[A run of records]

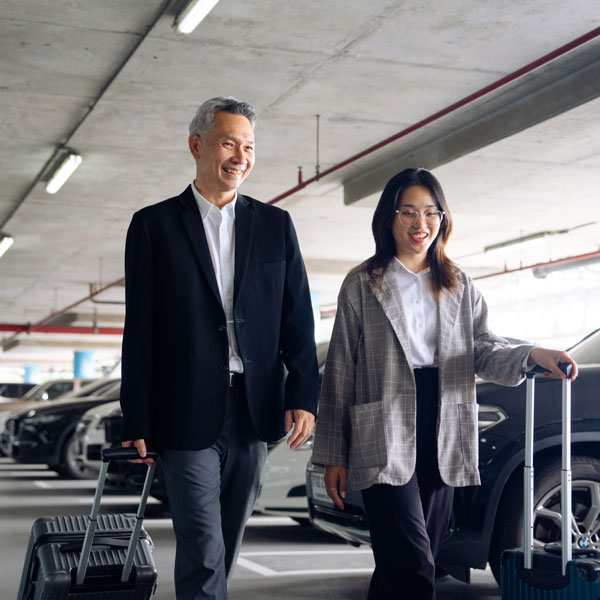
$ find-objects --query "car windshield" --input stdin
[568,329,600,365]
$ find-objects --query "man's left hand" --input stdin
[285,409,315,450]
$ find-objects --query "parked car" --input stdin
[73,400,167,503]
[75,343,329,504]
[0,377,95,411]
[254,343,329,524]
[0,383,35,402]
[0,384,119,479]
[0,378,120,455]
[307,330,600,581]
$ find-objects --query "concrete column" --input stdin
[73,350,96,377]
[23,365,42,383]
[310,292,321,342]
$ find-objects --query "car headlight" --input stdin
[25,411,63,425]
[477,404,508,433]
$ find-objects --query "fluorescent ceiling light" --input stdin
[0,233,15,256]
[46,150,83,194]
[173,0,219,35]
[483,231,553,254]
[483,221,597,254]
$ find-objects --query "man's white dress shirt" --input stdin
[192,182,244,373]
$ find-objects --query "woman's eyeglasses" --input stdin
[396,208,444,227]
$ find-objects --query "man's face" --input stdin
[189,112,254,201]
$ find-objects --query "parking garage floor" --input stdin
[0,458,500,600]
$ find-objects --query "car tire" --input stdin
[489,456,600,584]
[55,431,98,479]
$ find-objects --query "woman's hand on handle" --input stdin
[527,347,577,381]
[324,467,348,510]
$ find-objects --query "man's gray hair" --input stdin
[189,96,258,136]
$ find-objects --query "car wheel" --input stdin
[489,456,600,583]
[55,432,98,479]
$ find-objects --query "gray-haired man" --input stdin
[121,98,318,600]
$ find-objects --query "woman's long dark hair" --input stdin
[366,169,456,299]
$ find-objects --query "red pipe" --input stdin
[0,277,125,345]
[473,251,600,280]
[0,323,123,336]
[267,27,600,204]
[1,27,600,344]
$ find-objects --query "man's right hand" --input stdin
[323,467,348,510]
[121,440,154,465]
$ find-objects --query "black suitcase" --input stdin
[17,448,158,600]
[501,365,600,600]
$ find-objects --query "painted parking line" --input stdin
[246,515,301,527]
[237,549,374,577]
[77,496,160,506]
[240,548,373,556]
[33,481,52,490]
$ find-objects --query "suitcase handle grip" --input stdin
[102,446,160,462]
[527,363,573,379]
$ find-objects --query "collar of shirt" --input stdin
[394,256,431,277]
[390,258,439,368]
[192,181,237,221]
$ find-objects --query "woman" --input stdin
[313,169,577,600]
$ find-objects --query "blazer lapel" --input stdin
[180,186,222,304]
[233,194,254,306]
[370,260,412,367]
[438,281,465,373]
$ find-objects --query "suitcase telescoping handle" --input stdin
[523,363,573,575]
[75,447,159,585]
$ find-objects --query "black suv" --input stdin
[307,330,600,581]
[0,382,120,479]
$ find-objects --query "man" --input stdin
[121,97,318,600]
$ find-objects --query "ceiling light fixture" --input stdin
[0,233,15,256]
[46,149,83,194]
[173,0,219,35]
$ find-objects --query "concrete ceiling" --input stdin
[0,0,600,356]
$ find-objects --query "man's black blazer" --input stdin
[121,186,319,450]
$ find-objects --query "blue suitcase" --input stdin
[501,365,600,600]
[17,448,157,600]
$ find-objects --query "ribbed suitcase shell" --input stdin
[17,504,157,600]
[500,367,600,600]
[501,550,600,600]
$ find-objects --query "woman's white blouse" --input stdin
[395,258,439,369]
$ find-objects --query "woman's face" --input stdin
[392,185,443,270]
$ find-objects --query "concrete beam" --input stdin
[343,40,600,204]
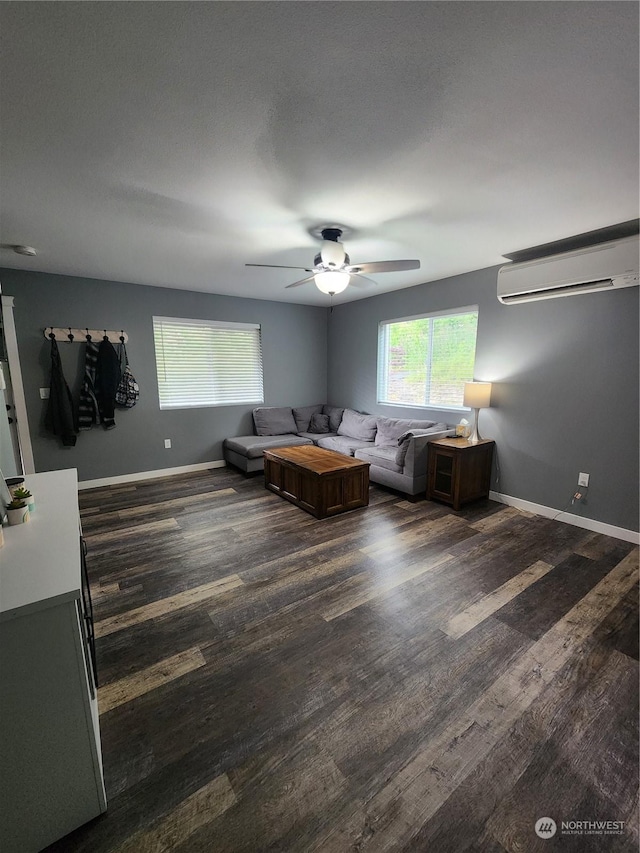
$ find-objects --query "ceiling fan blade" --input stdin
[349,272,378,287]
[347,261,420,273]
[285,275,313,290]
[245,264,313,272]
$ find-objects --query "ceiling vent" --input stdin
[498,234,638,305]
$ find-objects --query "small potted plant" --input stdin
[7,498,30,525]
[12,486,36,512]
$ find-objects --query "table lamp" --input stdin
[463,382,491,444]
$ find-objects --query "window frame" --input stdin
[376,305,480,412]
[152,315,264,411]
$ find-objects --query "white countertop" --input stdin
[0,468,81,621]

---

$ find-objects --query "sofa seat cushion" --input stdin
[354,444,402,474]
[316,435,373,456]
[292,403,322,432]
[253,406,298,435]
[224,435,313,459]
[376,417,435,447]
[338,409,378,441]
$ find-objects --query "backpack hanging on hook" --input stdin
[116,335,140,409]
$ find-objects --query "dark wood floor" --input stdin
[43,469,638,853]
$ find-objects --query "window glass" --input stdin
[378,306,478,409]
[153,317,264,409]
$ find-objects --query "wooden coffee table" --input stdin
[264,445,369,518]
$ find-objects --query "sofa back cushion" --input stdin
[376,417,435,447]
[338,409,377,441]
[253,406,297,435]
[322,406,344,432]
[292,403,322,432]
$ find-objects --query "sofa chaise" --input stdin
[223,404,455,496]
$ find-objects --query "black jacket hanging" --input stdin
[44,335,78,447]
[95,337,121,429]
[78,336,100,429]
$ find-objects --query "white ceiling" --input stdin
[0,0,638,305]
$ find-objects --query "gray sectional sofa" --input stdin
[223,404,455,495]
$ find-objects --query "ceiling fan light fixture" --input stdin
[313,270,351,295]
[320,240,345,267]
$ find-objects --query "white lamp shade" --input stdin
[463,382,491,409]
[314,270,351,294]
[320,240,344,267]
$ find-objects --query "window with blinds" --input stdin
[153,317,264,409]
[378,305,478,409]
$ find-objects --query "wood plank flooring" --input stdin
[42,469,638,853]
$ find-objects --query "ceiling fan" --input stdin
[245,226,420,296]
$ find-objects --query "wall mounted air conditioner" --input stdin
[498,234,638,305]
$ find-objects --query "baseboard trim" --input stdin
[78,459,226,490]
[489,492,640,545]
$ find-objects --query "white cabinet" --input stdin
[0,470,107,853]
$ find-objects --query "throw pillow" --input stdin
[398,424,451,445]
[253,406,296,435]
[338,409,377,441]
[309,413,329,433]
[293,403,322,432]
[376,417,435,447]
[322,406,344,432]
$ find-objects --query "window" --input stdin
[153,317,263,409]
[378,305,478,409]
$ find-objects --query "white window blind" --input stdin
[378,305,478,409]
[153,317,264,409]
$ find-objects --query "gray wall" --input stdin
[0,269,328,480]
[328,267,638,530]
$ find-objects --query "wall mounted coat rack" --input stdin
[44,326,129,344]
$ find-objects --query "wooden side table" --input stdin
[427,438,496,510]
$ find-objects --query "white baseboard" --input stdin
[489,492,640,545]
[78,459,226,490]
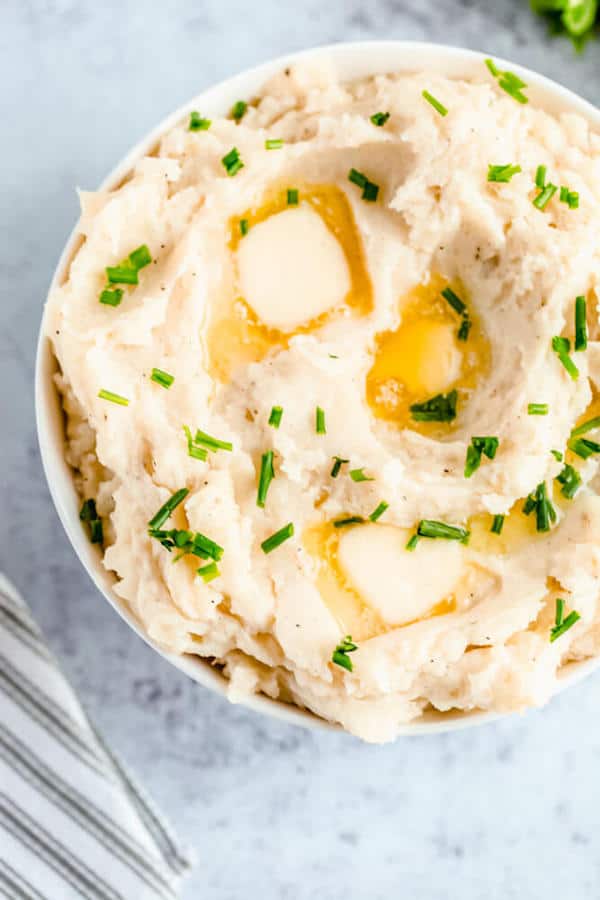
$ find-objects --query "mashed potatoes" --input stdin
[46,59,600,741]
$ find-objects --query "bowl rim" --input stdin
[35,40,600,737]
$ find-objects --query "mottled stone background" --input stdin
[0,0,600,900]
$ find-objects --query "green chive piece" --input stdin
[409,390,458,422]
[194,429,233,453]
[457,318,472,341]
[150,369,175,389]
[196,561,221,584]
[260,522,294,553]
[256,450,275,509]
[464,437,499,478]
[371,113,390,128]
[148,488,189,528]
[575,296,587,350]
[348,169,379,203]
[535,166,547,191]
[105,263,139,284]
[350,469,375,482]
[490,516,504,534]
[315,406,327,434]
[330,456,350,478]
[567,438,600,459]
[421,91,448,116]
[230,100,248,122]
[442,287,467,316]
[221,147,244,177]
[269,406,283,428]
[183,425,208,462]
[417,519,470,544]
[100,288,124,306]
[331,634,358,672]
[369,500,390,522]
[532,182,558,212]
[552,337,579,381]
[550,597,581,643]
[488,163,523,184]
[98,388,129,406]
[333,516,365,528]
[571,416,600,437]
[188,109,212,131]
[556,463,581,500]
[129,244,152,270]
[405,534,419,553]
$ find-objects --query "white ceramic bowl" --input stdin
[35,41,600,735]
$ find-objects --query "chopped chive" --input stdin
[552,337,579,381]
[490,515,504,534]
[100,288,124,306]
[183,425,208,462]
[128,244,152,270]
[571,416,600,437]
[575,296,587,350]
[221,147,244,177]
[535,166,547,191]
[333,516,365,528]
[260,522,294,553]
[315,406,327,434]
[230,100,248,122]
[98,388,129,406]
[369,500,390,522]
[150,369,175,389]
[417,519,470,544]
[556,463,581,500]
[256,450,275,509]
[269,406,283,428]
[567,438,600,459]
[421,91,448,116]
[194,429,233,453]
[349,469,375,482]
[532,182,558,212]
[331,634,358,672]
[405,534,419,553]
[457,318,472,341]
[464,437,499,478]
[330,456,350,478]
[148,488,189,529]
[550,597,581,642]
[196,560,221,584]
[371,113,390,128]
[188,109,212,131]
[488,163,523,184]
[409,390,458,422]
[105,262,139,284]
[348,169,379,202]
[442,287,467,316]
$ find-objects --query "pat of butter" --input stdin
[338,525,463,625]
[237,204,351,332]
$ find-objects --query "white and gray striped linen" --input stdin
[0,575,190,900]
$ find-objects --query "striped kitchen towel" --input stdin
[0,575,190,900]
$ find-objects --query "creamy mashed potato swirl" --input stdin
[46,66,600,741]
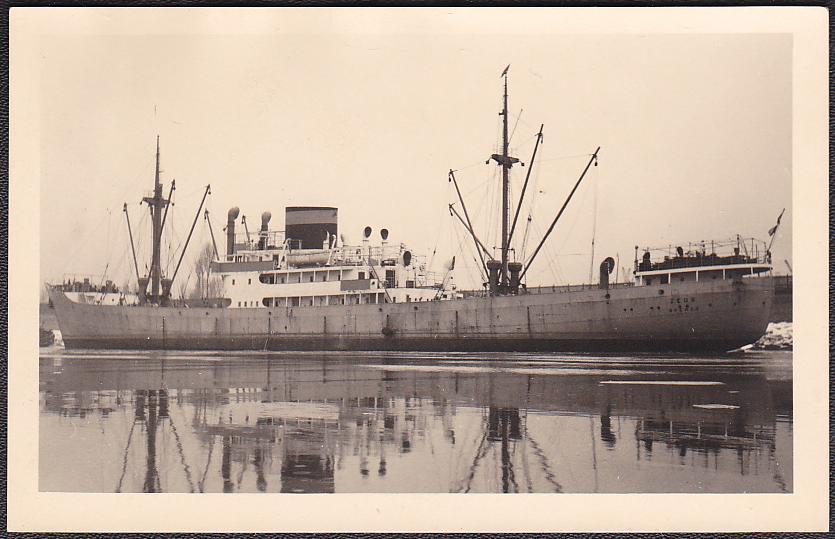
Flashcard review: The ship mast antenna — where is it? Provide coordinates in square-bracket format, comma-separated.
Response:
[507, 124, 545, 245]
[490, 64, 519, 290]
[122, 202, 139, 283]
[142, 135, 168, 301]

## Problem requirements
Lay out everything from the line containing "Flashcard review: The" down to the line containing "[142, 135, 168, 301]" as a two-column CSV with the headers text and answer. Give one row per record, with each field in quotation marks and line breaks replaced by spaces.

## Reply
text,answer
"Flashcard review: The ship mast antenna — where is it? Provide coordinates in square-bracket format, comma-separated. Response:","[507, 124, 545, 245] [490, 64, 519, 290] [122, 202, 139, 283] [142, 135, 168, 301]"